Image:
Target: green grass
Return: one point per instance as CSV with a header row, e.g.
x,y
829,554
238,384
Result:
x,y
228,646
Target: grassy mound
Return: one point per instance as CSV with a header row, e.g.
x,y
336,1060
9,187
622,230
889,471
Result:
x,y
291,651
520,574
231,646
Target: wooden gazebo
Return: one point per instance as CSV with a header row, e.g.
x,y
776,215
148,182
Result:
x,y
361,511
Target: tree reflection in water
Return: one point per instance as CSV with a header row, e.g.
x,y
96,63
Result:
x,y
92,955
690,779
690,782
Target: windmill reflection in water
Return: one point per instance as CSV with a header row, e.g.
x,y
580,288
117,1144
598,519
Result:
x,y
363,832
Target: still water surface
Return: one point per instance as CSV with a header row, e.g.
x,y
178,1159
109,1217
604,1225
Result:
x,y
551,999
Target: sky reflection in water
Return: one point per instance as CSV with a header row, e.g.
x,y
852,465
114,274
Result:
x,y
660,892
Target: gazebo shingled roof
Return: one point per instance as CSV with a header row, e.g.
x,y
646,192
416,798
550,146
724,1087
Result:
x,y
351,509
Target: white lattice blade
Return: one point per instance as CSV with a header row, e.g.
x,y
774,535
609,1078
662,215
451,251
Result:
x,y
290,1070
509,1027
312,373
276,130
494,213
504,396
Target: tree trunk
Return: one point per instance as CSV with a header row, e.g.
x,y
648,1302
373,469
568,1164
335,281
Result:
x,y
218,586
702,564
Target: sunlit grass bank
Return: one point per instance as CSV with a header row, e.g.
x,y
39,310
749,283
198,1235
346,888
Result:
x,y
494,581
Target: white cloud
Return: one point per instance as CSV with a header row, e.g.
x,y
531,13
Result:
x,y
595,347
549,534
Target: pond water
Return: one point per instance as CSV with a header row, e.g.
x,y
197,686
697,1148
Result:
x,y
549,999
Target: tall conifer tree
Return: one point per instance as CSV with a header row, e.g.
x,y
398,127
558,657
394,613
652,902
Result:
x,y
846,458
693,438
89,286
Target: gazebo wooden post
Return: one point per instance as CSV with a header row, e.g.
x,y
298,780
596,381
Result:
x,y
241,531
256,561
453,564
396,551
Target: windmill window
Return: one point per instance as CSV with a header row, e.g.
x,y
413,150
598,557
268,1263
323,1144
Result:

Short task
Copy the material above back out, exactly as written.

Output for this exercise
Image:
Target: green grass
Return: one point per instance as CSV with a header row, e.g.
x,y
829,554
238,384
Result:
x,y
228,646
Target: grassy mound
Return: one point per instance as CSV with a header row, e.g.
x,y
336,1060
9,187
622,230
889,471
Result:
x,y
291,651
520,574
231,646
Target: wooden gazebo
Return: one point per instance as CSV with a header row, e.g.
x,y
776,215
148,182
Result:
x,y
361,511
Target: tree reflection in water
Return: one point per instance as CSV with a header row, e.g.
x,y
96,63
Result:
x,y
92,955
690,779
690,782
Target: windmill reflection in water
Return: one point per instance as CSV with a header row, e.g.
x,y
580,288
117,1144
598,519
Result:
x,y
363,832
Target: still water surface
Return: one point per instance as CSV with a header row, e.g.
x,y
178,1159
109,1217
604,1225
Result:
x,y
551,999
Target: sky reflection in water
Return: one point per instance as CSV with a header row, e.g.
x,y
852,465
114,274
Result:
x,y
660,892
Target: gazebo shingled roof
Return: one point per instance as CSV with a header row, e.g.
x,y
646,192
416,798
550,146
724,1087
Result:
x,y
351,509
Target: white lattice blade
Return: one point per instance as CSV with a header row, e.g.
x,y
774,535
609,1078
662,215
451,251
Result:
x,y
290,1070
509,1027
312,373
276,130
494,213
504,396
Target: tree trunk
Return: one point per instance as CSV with a header row, e.g.
x,y
648,1302
373,469
568,1164
335,281
Result:
x,y
218,586
702,564
Target: sunlit grass bank
Return: one point per instance as CSV with a header row, e.g.
x,y
39,310
749,283
198,1235
346,888
Result:
x,y
494,581
Target: white cloud
Return: one point per instance as CSV with a header row, e.g.
x,y
531,13
Result:
x,y
595,347
549,534
Target: pond water
Return: one point per instance as CSV with a header row, e.g.
x,y
197,686
697,1148
Result:
x,y
549,999
Target: tall conifer tree
Return: one point per instance as CSV with a header row, e.g.
x,y
398,127
558,657
394,613
652,902
Result:
x,y
846,458
693,438
89,286
Target: gazebo wooden post
Return: one point per instance as CSV with a header row, e.g.
x,y
298,780
596,381
Result:
x,y
241,531
256,561
453,564
396,551
Target: windmill window
Return: one point per instance as CSV with a header row, e.g.
x,y
413,150
598,557
268,1263
323,1144
Result:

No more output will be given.